→ Extrait:
A l’heure où j’écris ces lignes, le kickstarter de Yucatan par Matagot vient de s’achever. Le jeu de plateau, dont le pitch a su attirer plus de 3600 backers dénote surtout par son thème: on y incarne un clan de guerriers mayas, qui va affronter ses rivaux pour capturer leurs guerriers et les sacrifier aux dieux, avides du sang des mortels. En choisissant ce thème, Yucatan dénote, mais un certain nombre d’indices laissent entendre que cette originalité pourrait devenir la nouvelle tendance ludique. J’ai donc pris ma très fiable (non) boule de cristal pour vous expliquer, cher lecteur, pourquoi les panthéons Inca, Maya et Aztèque peuvent être l’avenir des jeux avec petits bonhommes en plastique.
Panthéons et mythologies, terreau fertile des jeux
Tout d’abord, il faut reconnaitre que les différentes mythologies n’ont jamais cessé d’inspirer les éditeurs de jeux. Au delà de l’esthétique gothique propre à la chrétienté (il suffit de voir Warhammer 40 000), on peut voir que les panthéons des dieux grecs, égyptiens, celtiques ont désormais atteint un statut « mainstream », à travers une myriade de productions littéraires ou de films (mention spéciale à Marvel avec le panthéon nordique). Ce qui amène, bien sur, des jeux. Beaucoup de jeux. Rien que sur ces 10 dernières années, plusieurs des plus grand succès du JDP s’inscrivent dans un de ces cadres mythologiques.
- L’éditeur Matagot a commencé sa célèbre trilogie de jeux de contrôle de territoire avec figs par Cyclades (2009), référence du genre, où chaque joueur cherche à s’attirer les faveurs des dieux grecs et peut recruter différentes créatures mythologiques. Ce succès fut suivi par le non moins célèbre Kemet (2012), qui reprend la mythologie égyptienne, puis Inis (2016), axé sur les légendes celtiques. Yucatan est la nouvelle entrée de cette gamme.
- Dans le même style de jeu, Cmon a successivement publié sur Kickstarter Blood Rage (2015) Rising Sun (2017) et Ankh (2020). Chacun vous propose de mener vos troupes à la victoire dans un contexte emprunté à une mythologie, riche en créatures, folklores et dieux: Blood rage vous place à la tête d’un clan viking prêt à piller les 9 royaumes lors du Ragnarök, tandis que dans Ankh, chaque joueur incarne un dieu égyptien prêt à effacer ses rivaux pour régner sur l’Egypte antique. Rising Sun vous place quand à lui à la tête d’un clan prêt à s’emparer du Japon féodal via la diplomatie, le combat et l’aide des dieux.
- Awaken Realms y est aussi allé de sa formule « jeu de contrôle de zone dans un cadre mythologique », avec Lords of Hellas (mythologie grecque, 2017) puis Lords of Ragnarök (2021). Petite originalité, les dieux, héros légendaires et autres créatures fantastiques sont ici sous forme cybernétique. Serait on une fois de plus face à des succès de financement participatifs? Oui.

→ Défi:
Réécrivez sous forme de liste le paragraphe de l'extrait qui commence par « Dans le même style de jeu », en conservant ses faits principaux. Les items qui suivent n'ont aucun rôle à jouer ici.

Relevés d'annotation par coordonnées
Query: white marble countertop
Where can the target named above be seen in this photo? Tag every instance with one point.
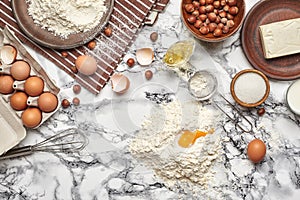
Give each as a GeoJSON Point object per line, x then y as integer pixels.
{"type": "Point", "coordinates": [105, 169]}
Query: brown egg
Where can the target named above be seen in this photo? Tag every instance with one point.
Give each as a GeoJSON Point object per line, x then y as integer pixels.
{"type": "Point", "coordinates": [86, 65]}
{"type": "Point", "coordinates": [119, 83]}
{"type": "Point", "coordinates": [6, 84]}
{"type": "Point", "coordinates": [47, 102]}
{"type": "Point", "coordinates": [256, 150]}
{"type": "Point", "coordinates": [34, 86]}
{"type": "Point", "coordinates": [18, 101]}
{"type": "Point", "coordinates": [31, 117]}
{"type": "Point", "coordinates": [20, 70]}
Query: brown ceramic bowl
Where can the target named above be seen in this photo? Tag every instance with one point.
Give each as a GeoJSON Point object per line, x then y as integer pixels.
{"type": "Point", "coordinates": [210, 37]}
{"type": "Point", "coordinates": [251, 81]}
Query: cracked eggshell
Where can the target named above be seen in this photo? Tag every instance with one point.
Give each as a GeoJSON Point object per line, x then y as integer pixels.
{"type": "Point", "coordinates": [119, 83]}
{"type": "Point", "coordinates": [144, 56]}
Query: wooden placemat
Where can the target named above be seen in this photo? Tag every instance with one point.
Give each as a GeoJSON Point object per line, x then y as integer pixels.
{"type": "Point", "coordinates": [126, 20]}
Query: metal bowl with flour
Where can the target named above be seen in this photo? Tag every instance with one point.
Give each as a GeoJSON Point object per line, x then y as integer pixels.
{"type": "Point", "coordinates": [47, 38]}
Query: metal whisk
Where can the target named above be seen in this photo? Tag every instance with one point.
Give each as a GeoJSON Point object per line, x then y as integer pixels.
{"type": "Point", "coordinates": [69, 140]}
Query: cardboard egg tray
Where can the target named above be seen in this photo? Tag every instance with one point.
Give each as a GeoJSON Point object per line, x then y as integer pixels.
{"type": "Point", "coordinates": [12, 130]}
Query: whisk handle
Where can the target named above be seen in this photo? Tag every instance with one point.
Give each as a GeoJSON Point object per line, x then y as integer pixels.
{"type": "Point", "coordinates": [13, 153]}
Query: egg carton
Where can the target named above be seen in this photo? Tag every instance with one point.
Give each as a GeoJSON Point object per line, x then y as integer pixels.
{"type": "Point", "coordinates": [12, 130]}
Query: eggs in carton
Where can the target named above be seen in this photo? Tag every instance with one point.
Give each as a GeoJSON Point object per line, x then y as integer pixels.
{"type": "Point", "coordinates": [28, 97]}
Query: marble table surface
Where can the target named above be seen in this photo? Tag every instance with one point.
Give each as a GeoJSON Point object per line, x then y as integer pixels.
{"type": "Point", "coordinates": [105, 169]}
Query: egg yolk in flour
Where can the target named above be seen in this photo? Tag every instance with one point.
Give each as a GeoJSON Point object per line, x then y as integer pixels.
{"type": "Point", "coordinates": [188, 138]}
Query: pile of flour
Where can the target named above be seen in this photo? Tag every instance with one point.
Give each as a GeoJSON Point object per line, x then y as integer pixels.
{"type": "Point", "coordinates": [190, 170]}
{"type": "Point", "coordinates": [66, 17]}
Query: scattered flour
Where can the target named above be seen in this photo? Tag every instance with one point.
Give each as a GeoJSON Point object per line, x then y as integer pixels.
{"type": "Point", "coordinates": [66, 17]}
{"type": "Point", "coordinates": [188, 169]}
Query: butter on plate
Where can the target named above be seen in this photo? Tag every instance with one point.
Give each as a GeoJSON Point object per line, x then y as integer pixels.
{"type": "Point", "coordinates": [280, 38]}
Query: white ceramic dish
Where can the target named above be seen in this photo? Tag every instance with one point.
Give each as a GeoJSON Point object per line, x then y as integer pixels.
{"type": "Point", "coordinates": [250, 88]}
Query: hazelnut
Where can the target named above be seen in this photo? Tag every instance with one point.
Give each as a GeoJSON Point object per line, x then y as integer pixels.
{"type": "Point", "coordinates": [218, 20]}
{"type": "Point", "coordinates": [198, 23]}
{"type": "Point", "coordinates": [203, 17]}
{"type": "Point", "coordinates": [226, 8]}
{"type": "Point", "coordinates": [212, 27]}
{"type": "Point", "coordinates": [64, 54]}
{"type": "Point", "coordinates": [130, 62]}
{"type": "Point", "coordinates": [217, 32]}
{"type": "Point", "coordinates": [229, 16]}
{"type": "Point", "coordinates": [209, 8]}
{"type": "Point", "coordinates": [153, 36]}
{"type": "Point", "coordinates": [209, 1]}
{"type": "Point", "coordinates": [202, 2]}
{"type": "Point", "coordinates": [233, 10]}
{"type": "Point", "coordinates": [189, 8]}
{"type": "Point", "coordinates": [207, 21]}
{"type": "Point", "coordinates": [222, 14]}
{"type": "Point", "coordinates": [212, 17]}
{"type": "Point", "coordinates": [91, 45]}
{"type": "Point", "coordinates": [225, 29]}
{"type": "Point", "coordinates": [231, 2]}
{"type": "Point", "coordinates": [224, 20]}
{"type": "Point", "coordinates": [216, 11]}
{"type": "Point", "coordinates": [204, 30]}
{"type": "Point", "coordinates": [76, 101]}
{"type": "Point", "coordinates": [230, 23]}
{"type": "Point", "coordinates": [108, 31]}
{"type": "Point", "coordinates": [192, 19]}
{"type": "Point", "coordinates": [196, 13]}
{"type": "Point", "coordinates": [217, 4]}
{"type": "Point", "coordinates": [148, 74]}
{"type": "Point", "coordinates": [65, 103]}
{"type": "Point", "coordinates": [76, 89]}
{"type": "Point", "coordinates": [196, 4]}
{"type": "Point", "coordinates": [202, 10]}
{"type": "Point", "coordinates": [261, 111]}
{"type": "Point", "coordinates": [220, 26]}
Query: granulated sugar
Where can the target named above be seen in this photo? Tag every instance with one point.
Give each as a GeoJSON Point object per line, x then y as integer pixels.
{"type": "Point", "coordinates": [66, 17]}
{"type": "Point", "coordinates": [190, 170]}
{"type": "Point", "coordinates": [250, 87]}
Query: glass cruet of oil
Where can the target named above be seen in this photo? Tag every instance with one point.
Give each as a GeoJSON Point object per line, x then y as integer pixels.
{"type": "Point", "coordinates": [178, 55]}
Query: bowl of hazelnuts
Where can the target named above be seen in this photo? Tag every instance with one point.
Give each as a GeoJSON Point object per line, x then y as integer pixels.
{"type": "Point", "coordinates": [212, 20]}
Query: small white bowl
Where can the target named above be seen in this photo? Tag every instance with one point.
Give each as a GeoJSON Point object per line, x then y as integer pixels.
{"type": "Point", "coordinates": [250, 88]}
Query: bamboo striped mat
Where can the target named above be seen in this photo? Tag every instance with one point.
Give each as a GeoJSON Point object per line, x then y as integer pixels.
{"type": "Point", "coordinates": [126, 20]}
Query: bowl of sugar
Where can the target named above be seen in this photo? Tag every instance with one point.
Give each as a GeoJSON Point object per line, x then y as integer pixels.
{"type": "Point", "coordinates": [250, 88]}
{"type": "Point", "coordinates": [293, 97]}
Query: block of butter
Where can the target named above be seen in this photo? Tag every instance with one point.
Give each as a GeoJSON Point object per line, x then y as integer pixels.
{"type": "Point", "coordinates": [280, 38]}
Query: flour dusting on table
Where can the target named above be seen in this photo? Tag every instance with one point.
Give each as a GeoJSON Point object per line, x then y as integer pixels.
{"type": "Point", "coordinates": [66, 17]}
{"type": "Point", "coordinates": [188, 169]}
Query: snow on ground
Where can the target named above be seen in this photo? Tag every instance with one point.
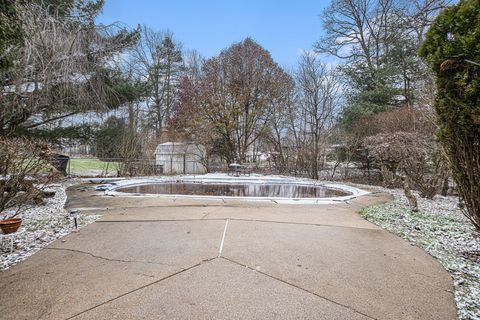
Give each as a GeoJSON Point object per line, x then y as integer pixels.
{"type": "Point", "coordinates": [43, 225]}
{"type": "Point", "coordinates": [444, 232]}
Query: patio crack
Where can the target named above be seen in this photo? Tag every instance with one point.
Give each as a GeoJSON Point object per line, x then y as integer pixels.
{"type": "Point", "coordinates": [110, 259]}
{"type": "Point", "coordinates": [142, 287]}
{"type": "Point", "coordinates": [300, 288]}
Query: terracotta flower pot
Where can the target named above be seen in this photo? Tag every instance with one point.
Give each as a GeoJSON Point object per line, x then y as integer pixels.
{"type": "Point", "coordinates": [10, 225]}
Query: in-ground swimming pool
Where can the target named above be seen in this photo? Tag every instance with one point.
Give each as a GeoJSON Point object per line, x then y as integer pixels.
{"type": "Point", "coordinates": [264, 190]}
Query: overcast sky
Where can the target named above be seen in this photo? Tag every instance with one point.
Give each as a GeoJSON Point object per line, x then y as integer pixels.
{"type": "Point", "coordinates": [283, 27]}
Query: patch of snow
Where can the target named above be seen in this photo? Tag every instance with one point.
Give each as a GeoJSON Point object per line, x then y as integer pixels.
{"type": "Point", "coordinates": [43, 225]}
{"type": "Point", "coordinates": [441, 229]}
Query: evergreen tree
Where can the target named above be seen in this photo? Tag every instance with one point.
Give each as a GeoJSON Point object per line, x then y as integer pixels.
{"type": "Point", "coordinates": [452, 48]}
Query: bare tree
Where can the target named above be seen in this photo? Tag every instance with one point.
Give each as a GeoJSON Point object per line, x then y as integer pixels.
{"type": "Point", "coordinates": [236, 92]}
{"type": "Point", "coordinates": [157, 60]}
{"type": "Point", "coordinates": [317, 98]}
{"type": "Point", "coordinates": [60, 69]}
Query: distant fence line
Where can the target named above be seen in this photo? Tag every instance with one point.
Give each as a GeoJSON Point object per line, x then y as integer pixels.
{"type": "Point", "coordinates": [113, 167]}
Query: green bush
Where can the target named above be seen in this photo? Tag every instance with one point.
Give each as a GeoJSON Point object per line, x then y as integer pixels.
{"type": "Point", "coordinates": [452, 48]}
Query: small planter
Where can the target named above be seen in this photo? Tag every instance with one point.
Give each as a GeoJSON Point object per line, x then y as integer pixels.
{"type": "Point", "coordinates": [10, 225]}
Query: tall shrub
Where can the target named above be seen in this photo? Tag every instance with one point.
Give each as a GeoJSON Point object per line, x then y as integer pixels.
{"type": "Point", "coordinates": [452, 48]}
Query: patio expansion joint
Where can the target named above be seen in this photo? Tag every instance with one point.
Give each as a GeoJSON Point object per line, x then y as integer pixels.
{"type": "Point", "coordinates": [108, 259]}
{"type": "Point", "coordinates": [142, 287]}
{"type": "Point", "coordinates": [299, 288]}
{"type": "Point", "coordinates": [373, 228]}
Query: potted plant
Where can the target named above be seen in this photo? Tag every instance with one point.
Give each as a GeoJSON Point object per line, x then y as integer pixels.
{"type": "Point", "coordinates": [25, 172]}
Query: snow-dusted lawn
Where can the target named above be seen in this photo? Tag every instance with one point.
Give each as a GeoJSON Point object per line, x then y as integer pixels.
{"type": "Point", "coordinates": [440, 229]}
{"type": "Point", "coordinates": [43, 225]}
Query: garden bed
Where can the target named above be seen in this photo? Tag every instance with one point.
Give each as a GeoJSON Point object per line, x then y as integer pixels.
{"type": "Point", "coordinates": [444, 232]}
{"type": "Point", "coordinates": [43, 225]}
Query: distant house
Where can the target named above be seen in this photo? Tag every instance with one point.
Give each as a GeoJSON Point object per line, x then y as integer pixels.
{"type": "Point", "coordinates": [180, 158]}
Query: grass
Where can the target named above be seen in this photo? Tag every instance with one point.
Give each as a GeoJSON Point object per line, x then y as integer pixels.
{"type": "Point", "coordinates": [91, 166]}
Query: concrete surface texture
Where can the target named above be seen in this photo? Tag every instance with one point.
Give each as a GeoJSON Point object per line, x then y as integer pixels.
{"type": "Point", "coordinates": [190, 259]}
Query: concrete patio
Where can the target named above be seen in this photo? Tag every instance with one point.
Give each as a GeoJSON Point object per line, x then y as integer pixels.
{"type": "Point", "coordinates": [153, 258]}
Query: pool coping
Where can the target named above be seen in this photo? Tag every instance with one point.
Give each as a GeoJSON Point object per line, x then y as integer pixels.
{"type": "Point", "coordinates": [258, 179]}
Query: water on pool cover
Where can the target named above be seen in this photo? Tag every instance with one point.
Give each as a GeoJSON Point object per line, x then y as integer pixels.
{"type": "Point", "coordinates": [236, 190]}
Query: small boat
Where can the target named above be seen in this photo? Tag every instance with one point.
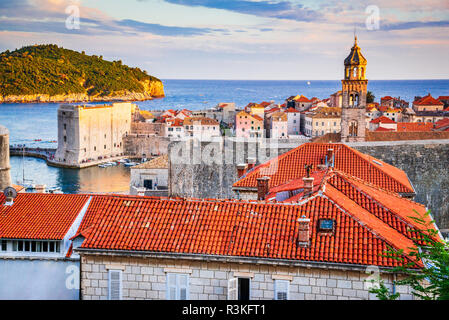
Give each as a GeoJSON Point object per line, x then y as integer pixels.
{"type": "Point", "coordinates": [130, 164]}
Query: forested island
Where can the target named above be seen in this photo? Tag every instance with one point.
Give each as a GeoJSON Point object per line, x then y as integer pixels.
{"type": "Point", "coordinates": [48, 73]}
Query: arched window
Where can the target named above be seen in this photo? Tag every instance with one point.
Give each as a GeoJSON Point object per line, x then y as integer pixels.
{"type": "Point", "coordinates": [353, 129]}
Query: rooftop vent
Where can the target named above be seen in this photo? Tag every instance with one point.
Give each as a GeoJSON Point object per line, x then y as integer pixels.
{"type": "Point", "coordinates": [326, 225]}
{"type": "Point", "coordinates": [10, 193]}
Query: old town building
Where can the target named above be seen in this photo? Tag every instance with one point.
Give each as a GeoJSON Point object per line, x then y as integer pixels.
{"type": "Point", "coordinates": [354, 89]}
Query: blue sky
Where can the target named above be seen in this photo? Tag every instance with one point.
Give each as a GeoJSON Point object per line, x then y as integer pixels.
{"type": "Point", "coordinates": [242, 39]}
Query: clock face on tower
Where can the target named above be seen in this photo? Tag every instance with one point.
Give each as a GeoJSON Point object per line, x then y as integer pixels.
{"type": "Point", "coordinates": [354, 89]}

→ La solution:
- Cmon a publié successivement sur Kickstarter trois jeux du même style.
- Dans chacun, on mène ses troupes à la victoire dans un contexte emprunté à une mythologie riche en créatures, folklores et dieux.
- Blood Rage (2015) : on dirige un clan viking prêt à piller les 9 royaumes lors du Ragnarök.
- Rising Sun (2017) : on dirige un clan prêt à s'emparer du Japon féodal par la diplomatie, le combat et l'aide des dieux.
- Ankh (2020) : chaque joueur incarne un dieu égyptien prêt à effacer ses rivaux pour régner sur l'Égypte antique.